Update the records by replacing "shop sign" with "storefront sign" and leaving everything else unchanged. Leave out the pictures.

|---|

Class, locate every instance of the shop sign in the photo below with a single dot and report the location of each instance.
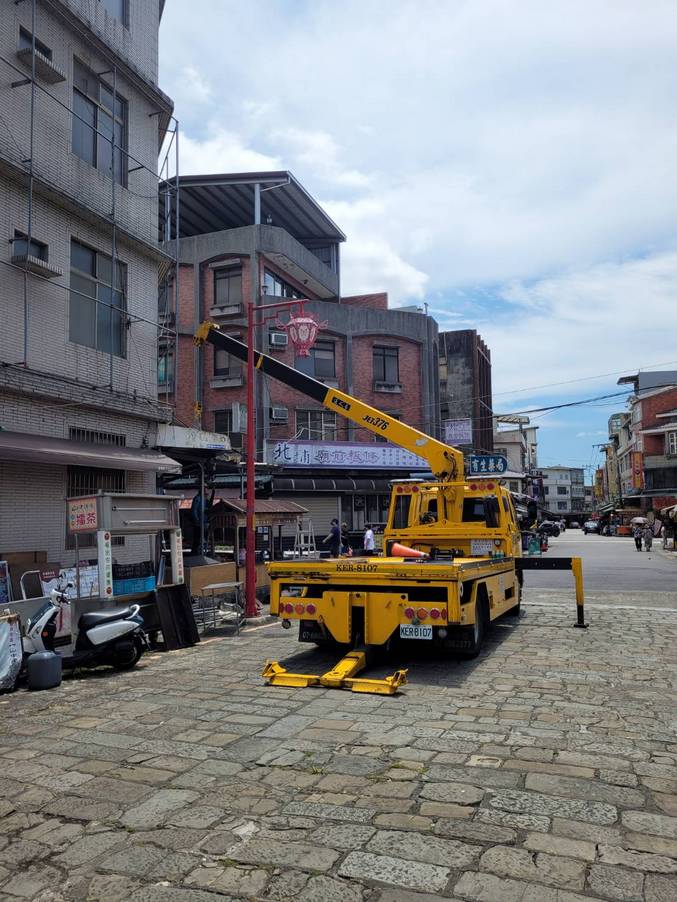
(351, 455)
(487, 464)
(637, 470)
(82, 514)
(458, 432)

|---|

COMPLETE OUTPUT =>
Class, locate every instance of the storefront sign in the photo below with a single dot and report the location of each instance.
(351, 455)
(487, 464)
(637, 470)
(82, 514)
(458, 432)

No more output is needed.